>>>>
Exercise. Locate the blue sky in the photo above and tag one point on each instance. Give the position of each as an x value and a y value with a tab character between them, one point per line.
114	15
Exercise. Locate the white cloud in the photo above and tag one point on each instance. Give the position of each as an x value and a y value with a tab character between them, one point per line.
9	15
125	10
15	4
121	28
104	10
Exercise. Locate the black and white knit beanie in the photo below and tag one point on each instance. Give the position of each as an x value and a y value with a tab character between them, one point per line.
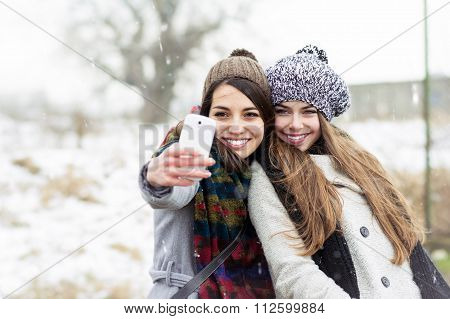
<<<<
Can you write out all of the items above word for word, leaving the pictures out?

Task response:
Exercise. Locate the blue sky in the photo above and tag one point on each instance. Give the position of each as an x value and a y value with a tab character between them, one point per line.
114	15
Exercise. Locate the white cloud in the photo above and tag one point on each instance. Give the position of each as an x value and a y value with a tab character between them, one point per line.
9	15
125	10
15	4
121	28
104	10
Exercise. Locate the black and white knit beanie in the photo below and tag one point on each instance. Give the position of each as an x value and a y value with a tab character between them, one point per line.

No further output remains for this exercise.